- _Location annotation dataset excerpts_:
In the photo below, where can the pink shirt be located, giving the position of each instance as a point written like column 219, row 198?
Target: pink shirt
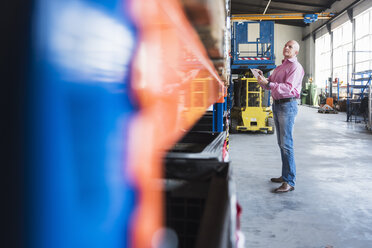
column 286, row 80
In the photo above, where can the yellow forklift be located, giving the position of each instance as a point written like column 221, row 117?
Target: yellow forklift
column 249, row 103
column 249, row 112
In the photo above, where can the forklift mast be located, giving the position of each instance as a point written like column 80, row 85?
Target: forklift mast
column 254, row 49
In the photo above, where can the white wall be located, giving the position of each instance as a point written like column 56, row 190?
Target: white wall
column 284, row 33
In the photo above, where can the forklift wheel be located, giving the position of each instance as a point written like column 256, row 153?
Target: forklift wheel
column 270, row 123
column 233, row 125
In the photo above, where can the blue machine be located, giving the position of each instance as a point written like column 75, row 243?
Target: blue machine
column 255, row 50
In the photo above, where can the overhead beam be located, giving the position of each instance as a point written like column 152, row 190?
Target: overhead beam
column 299, row 3
column 352, row 5
column 277, row 16
column 249, row 6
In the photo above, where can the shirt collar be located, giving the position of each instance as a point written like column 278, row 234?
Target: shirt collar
column 294, row 59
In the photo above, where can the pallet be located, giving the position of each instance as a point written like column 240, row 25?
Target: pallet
column 327, row 111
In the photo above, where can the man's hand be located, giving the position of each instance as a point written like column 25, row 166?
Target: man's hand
column 262, row 80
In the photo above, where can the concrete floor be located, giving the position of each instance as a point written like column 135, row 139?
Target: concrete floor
column 332, row 202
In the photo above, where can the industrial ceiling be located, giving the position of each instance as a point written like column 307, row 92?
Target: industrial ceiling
column 281, row 6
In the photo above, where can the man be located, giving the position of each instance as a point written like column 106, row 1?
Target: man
column 285, row 85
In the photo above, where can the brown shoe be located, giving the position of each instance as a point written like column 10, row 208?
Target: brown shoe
column 285, row 187
column 277, row 180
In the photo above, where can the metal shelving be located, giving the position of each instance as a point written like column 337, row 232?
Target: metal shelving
column 357, row 91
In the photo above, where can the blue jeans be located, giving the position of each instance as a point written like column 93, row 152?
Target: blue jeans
column 284, row 116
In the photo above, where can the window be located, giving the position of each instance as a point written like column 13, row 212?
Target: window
column 363, row 34
column 322, row 60
column 342, row 43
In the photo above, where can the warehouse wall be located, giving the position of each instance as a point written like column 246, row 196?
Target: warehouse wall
column 284, row 33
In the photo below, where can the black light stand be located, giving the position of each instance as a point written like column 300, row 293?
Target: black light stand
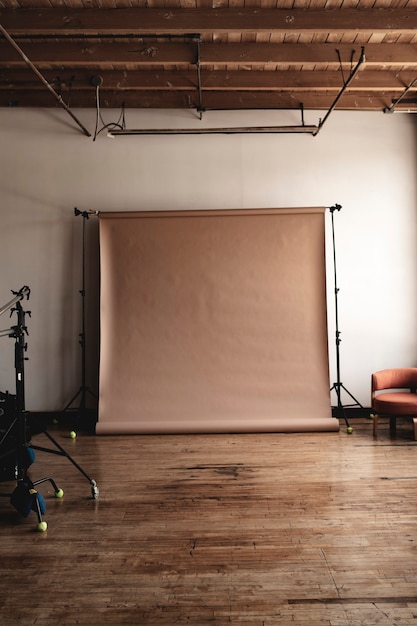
column 339, row 386
column 25, row 497
column 83, row 389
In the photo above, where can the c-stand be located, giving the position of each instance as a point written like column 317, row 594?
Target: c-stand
column 338, row 386
column 25, row 498
column 83, row 389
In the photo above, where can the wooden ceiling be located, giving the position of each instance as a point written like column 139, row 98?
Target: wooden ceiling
column 220, row 54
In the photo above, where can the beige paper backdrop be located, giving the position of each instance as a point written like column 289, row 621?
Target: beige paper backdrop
column 213, row 321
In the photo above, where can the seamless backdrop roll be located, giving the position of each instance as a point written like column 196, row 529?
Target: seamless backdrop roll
column 213, row 321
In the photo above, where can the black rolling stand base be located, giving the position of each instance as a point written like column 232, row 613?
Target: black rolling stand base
column 339, row 410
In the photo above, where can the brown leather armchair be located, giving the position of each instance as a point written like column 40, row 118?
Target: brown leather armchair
column 394, row 395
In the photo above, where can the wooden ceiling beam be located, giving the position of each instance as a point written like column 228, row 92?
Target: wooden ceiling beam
column 369, row 81
column 135, row 54
column 64, row 21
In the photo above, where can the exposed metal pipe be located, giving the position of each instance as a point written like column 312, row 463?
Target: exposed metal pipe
column 391, row 109
column 43, row 80
column 345, row 86
column 311, row 130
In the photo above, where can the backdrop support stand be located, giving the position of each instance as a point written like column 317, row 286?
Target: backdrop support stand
column 83, row 390
column 338, row 386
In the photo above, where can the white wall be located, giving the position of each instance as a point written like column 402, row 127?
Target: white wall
column 365, row 162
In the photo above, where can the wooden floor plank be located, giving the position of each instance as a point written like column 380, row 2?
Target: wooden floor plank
column 256, row 530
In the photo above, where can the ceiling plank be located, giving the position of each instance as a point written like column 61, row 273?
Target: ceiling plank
column 211, row 100
column 66, row 21
column 137, row 53
column 369, row 81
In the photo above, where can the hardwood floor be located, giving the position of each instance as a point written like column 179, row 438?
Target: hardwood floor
column 254, row 530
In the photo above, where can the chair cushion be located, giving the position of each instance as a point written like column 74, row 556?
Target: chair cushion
column 396, row 403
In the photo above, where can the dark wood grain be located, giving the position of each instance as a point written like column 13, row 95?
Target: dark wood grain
column 316, row 528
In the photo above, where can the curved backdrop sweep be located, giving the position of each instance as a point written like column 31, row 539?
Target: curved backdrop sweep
column 213, row 322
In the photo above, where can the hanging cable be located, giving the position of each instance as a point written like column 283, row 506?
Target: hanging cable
column 97, row 81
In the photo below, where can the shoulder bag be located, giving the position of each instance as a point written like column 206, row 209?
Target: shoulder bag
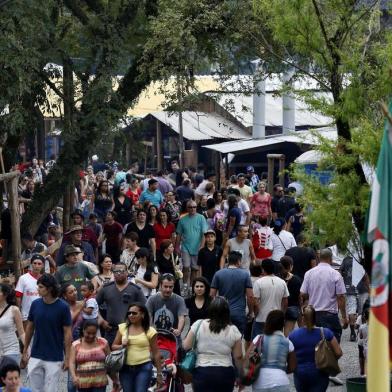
column 325, row 358
column 252, row 364
column 177, row 272
column 4, row 310
column 117, row 358
column 188, row 364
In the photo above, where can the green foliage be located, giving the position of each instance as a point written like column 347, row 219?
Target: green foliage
column 341, row 45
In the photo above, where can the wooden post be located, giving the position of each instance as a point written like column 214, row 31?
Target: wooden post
column 13, row 203
column 159, row 145
column 282, row 160
column 271, row 164
column 66, row 210
column 217, row 169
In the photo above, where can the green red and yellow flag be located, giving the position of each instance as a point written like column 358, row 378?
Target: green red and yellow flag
column 380, row 232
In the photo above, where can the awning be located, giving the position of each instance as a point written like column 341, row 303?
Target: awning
column 201, row 125
column 300, row 137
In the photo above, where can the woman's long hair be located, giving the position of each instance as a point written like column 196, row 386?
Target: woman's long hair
column 219, row 314
column 9, row 293
column 274, row 322
column 146, row 315
column 309, row 317
column 202, row 279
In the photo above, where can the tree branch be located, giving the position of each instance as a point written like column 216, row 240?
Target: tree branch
column 323, row 30
column 77, row 11
column 268, row 47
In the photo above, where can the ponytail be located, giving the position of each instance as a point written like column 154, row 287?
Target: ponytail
column 309, row 317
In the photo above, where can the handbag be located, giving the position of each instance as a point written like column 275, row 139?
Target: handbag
column 325, row 358
column 177, row 272
column 188, row 364
column 251, row 366
column 116, row 359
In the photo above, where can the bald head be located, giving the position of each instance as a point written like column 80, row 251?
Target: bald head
column 326, row 255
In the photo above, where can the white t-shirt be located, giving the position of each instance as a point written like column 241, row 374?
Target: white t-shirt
column 91, row 303
column 270, row 378
column 242, row 205
column 140, row 275
column 281, row 243
column 269, row 290
column 214, row 349
column 28, row 290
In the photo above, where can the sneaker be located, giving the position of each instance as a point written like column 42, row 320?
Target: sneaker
column 336, row 380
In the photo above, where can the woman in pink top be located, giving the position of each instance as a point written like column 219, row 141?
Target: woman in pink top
column 261, row 202
column 87, row 360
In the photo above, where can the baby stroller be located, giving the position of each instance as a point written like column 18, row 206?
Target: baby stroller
column 167, row 344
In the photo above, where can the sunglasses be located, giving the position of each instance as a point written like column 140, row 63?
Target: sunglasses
column 167, row 275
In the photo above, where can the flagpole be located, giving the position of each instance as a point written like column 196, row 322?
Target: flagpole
column 385, row 111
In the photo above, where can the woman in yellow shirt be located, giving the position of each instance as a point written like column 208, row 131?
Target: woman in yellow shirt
column 141, row 342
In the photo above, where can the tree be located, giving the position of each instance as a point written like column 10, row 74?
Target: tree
column 341, row 45
column 106, row 35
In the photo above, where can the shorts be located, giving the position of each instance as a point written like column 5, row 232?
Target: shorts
column 351, row 304
column 248, row 330
column 189, row 261
column 292, row 313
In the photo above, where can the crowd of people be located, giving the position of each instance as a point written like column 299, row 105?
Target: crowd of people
column 145, row 254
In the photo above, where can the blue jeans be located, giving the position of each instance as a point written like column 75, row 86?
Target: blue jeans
column 213, row 379
column 136, row 378
column 331, row 321
column 279, row 388
column 310, row 380
column 239, row 321
column 258, row 329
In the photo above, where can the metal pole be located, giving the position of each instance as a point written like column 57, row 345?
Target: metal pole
column 181, row 140
column 282, row 160
column 15, row 225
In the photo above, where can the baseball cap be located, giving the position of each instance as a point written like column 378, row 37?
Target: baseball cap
column 37, row 256
column 71, row 249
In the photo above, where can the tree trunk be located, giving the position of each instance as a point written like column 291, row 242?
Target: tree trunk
column 87, row 129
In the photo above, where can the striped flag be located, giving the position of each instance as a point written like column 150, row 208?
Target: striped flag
column 380, row 231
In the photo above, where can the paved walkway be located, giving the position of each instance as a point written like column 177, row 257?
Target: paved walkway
column 348, row 363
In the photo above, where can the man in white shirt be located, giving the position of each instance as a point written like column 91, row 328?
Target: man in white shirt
column 242, row 205
column 26, row 289
column 245, row 190
column 270, row 293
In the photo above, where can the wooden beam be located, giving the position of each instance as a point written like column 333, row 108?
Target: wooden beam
column 13, row 204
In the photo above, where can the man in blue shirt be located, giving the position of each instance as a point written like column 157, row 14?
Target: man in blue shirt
column 49, row 324
column 152, row 194
column 235, row 285
column 190, row 235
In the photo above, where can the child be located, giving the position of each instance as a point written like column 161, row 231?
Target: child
column 362, row 323
column 90, row 309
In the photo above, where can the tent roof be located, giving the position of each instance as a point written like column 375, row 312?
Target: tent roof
column 299, row 137
column 201, row 125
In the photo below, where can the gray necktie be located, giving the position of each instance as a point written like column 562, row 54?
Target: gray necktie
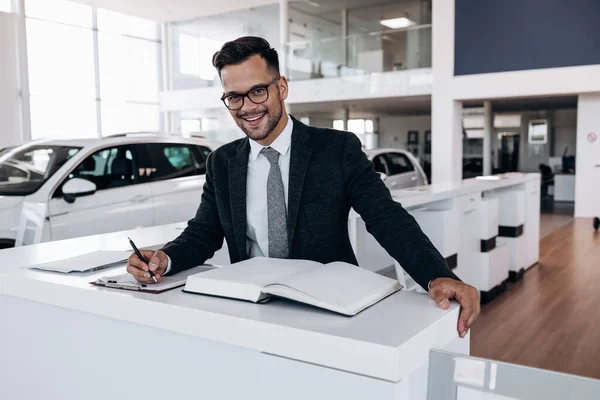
column 278, row 242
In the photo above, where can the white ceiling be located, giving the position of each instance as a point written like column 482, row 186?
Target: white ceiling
column 175, row 10
column 366, row 108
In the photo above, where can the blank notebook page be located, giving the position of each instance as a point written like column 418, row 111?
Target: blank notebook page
column 259, row 271
column 343, row 285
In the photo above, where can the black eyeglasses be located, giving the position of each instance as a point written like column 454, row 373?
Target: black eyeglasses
column 258, row 94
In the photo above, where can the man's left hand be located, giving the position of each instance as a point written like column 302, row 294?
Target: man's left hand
column 442, row 290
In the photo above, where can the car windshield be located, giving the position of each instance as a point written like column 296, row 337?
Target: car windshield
column 23, row 172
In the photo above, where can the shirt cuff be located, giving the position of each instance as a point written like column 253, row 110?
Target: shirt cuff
column 168, row 266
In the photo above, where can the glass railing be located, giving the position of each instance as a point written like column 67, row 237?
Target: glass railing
column 382, row 51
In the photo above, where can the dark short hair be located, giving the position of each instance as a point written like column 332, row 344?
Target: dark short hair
column 241, row 49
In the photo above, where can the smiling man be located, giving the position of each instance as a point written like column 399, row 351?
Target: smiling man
column 286, row 191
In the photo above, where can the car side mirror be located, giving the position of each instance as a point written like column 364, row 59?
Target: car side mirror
column 78, row 187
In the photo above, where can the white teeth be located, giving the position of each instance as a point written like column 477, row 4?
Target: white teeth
column 253, row 119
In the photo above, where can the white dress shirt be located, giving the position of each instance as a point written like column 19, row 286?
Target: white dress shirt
column 257, row 225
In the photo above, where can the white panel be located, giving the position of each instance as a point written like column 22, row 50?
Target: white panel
column 493, row 268
column 539, row 82
column 10, row 113
column 532, row 223
column 371, row 86
column 175, row 10
column 446, row 114
column 587, row 189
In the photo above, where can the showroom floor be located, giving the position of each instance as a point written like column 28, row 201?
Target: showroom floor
column 551, row 318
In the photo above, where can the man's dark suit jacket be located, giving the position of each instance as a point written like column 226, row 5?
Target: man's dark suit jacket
column 329, row 174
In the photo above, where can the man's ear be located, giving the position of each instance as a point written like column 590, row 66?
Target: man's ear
column 283, row 88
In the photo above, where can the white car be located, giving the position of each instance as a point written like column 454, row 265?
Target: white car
column 91, row 186
column 399, row 169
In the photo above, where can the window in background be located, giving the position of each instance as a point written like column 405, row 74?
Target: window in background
column 122, row 24
column 195, row 56
column 210, row 124
column 66, row 12
column 64, row 118
column 61, row 60
column 6, row 5
column 129, row 73
column 358, row 126
column 129, row 117
column 128, row 69
column 398, row 163
column 189, row 56
column 63, row 68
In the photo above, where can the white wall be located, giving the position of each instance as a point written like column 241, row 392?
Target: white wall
column 393, row 131
column 532, row 155
column 542, row 82
column 417, row 82
column 587, row 178
column 10, row 112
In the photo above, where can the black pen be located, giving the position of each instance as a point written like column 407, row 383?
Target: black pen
column 141, row 257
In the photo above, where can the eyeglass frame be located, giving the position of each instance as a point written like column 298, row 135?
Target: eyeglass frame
column 244, row 95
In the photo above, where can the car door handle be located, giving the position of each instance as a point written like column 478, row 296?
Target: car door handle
column 140, row 198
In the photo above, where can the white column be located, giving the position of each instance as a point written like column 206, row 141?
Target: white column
column 446, row 114
column 346, row 117
column 284, row 34
column 488, row 128
column 23, row 70
column 345, row 35
column 166, row 67
column 10, row 115
column 587, row 176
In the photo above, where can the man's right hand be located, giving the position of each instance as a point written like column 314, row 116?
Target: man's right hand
column 157, row 263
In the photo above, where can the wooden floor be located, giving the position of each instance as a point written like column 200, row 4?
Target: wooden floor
column 551, row 318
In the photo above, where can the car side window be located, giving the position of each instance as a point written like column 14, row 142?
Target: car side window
column 164, row 161
column 107, row 168
column 399, row 163
column 379, row 164
column 204, row 151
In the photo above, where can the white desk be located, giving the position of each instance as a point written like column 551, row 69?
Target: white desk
column 63, row 338
column 564, row 187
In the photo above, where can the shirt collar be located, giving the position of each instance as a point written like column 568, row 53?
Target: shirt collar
column 281, row 144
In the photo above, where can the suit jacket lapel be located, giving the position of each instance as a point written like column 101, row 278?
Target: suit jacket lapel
column 299, row 161
column 238, row 169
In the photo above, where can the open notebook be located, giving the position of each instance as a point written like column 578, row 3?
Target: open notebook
column 338, row 286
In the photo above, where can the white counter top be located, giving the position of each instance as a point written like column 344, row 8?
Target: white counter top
column 417, row 196
column 375, row 343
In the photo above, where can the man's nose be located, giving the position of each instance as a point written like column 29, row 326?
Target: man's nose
column 248, row 106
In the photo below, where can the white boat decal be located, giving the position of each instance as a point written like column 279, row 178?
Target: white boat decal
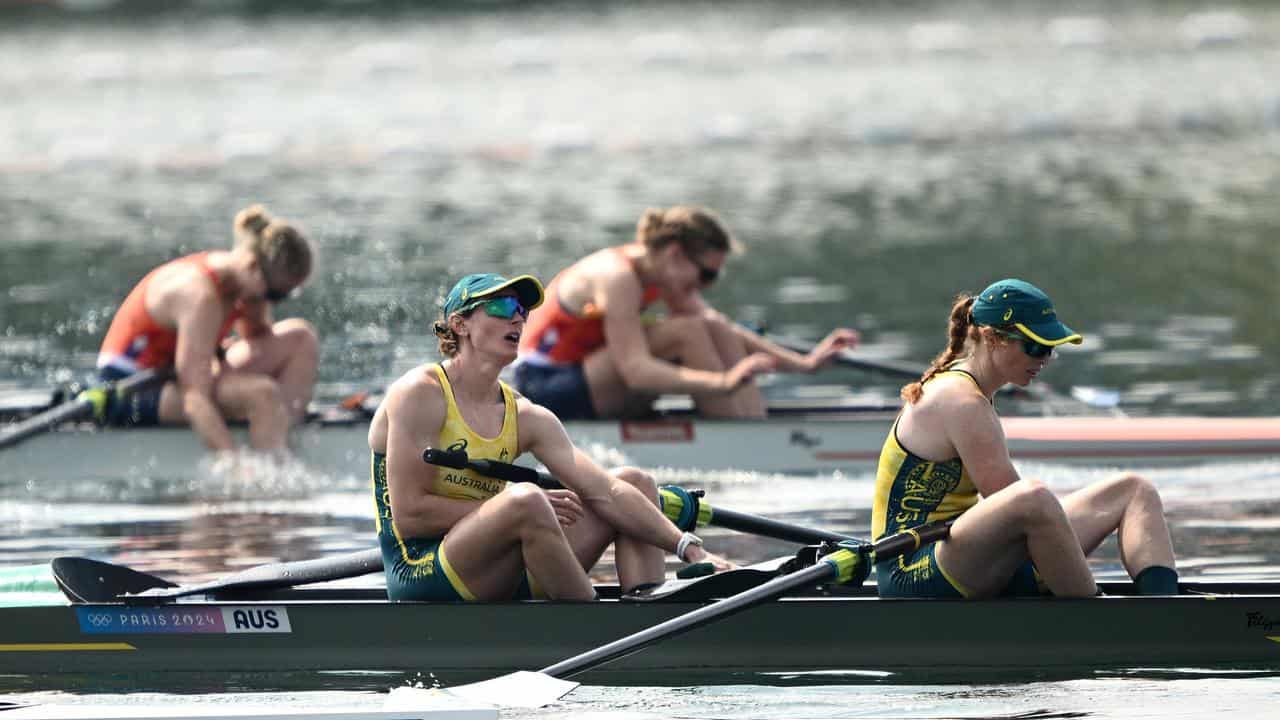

- _Task objective_: Copy word for word the lines of the records above, starting at the line that contains "278, row 234?" and ending at the line that contains "column 327, row 111".

- _Finished task_:
In the photo above, where can the shirt collar be located, giving the position of each instance as a point written like column 278, row 234?
Target: shirt collar
column 294, row 59
In the photo above, where can the pallet be located, giving the position of each instance as a point written like column 240, row 25?
Target: pallet
column 327, row 111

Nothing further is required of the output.